====== ENTRIES PROVIDED ======
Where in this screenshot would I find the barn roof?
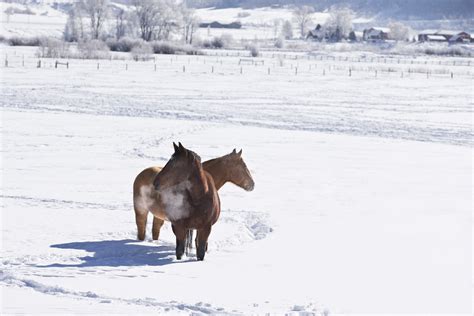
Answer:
[426,35,446,41]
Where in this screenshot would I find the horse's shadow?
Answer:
[38,239,187,268]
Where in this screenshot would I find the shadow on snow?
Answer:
[38,239,191,268]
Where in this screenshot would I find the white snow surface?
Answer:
[0,48,473,315]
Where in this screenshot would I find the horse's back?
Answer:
[133,166,163,196]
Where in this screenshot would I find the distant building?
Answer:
[363,27,390,41]
[424,34,447,42]
[306,24,327,41]
[199,21,242,29]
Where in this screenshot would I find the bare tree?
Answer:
[115,9,127,39]
[181,5,199,44]
[133,0,160,41]
[293,5,314,38]
[63,5,84,42]
[324,8,354,41]
[273,19,283,38]
[388,22,412,41]
[281,20,293,39]
[81,0,108,39]
[133,0,180,41]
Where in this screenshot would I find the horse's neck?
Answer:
[188,169,209,201]
[202,157,229,190]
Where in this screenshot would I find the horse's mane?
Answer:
[173,143,209,193]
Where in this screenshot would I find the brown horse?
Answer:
[153,143,221,260]
[133,149,255,246]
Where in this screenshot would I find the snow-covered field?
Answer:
[0,47,473,314]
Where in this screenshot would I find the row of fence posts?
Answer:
[1,57,454,79]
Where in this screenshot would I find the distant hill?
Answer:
[187,0,474,20]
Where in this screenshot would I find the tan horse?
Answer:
[153,143,221,260]
[133,149,255,240]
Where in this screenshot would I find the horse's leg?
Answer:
[133,205,148,241]
[186,229,193,256]
[171,224,187,260]
[196,225,211,260]
[151,216,165,240]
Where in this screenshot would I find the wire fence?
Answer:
[3,51,473,79]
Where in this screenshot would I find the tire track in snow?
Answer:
[0,271,230,314]
[0,194,132,211]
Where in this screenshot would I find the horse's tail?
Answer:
[185,229,194,257]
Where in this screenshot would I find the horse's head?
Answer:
[153,143,202,190]
[227,149,255,191]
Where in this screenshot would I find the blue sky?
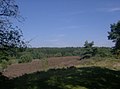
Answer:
[17,0,120,47]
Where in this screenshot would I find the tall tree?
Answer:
[108,21,120,56]
[0,0,26,59]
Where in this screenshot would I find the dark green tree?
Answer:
[0,0,26,60]
[81,41,97,59]
[108,21,120,57]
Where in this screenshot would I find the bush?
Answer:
[55,53,62,57]
[1,60,8,71]
[18,54,33,63]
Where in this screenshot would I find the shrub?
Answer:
[18,54,33,63]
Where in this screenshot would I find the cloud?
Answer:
[109,7,120,12]
[97,7,120,12]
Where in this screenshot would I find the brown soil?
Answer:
[3,56,80,78]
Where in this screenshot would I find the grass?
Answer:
[0,58,120,89]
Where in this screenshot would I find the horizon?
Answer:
[17,0,120,48]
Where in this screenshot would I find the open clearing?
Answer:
[3,56,80,78]
[0,56,120,89]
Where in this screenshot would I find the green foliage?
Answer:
[0,0,26,61]
[81,41,96,59]
[18,54,33,63]
[108,21,120,56]
[55,53,62,57]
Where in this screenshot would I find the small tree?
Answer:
[81,41,96,59]
[108,21,120,57]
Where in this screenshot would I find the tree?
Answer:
[108,21,120,56]
[81,41,96,59]
[0,0,26,60]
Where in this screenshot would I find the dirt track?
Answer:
[3,56,80,78]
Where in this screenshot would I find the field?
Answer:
[0,56,120,89]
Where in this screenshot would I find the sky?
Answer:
[17,0,120,47]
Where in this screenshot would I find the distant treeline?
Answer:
[17,47,112,59]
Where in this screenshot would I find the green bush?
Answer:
[1,60,8,71]
[18,54,33,63]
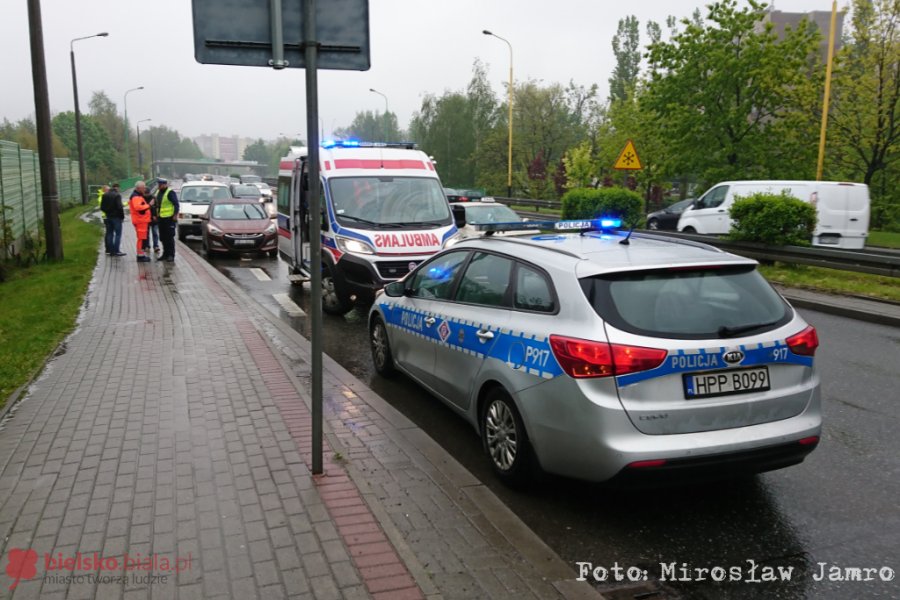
======
### WHAT THE TASK ASKS
Rewrite the entries from the line with "Where in this screenshot would I find the tan" up to and including the line with "[3,51,473,79]", substituting "barbed fence" for "wire fence" and leaving everything else unchanged.

### REPLY TO THE TASK
Where in this screenshot would I find the tan horse?
Answer:
[153,143,221,260]
[133,149,255,240]
Where in this screenshot would I find the horse's leg?
Answer:
[133,205,148,241]
[186,229,193,256]
[171,224,187,260]
[196,225,211,260]
[151,216,165,240]
Where in this screenshot would I find the barbed fence?
Answer:
[3,51,473,79]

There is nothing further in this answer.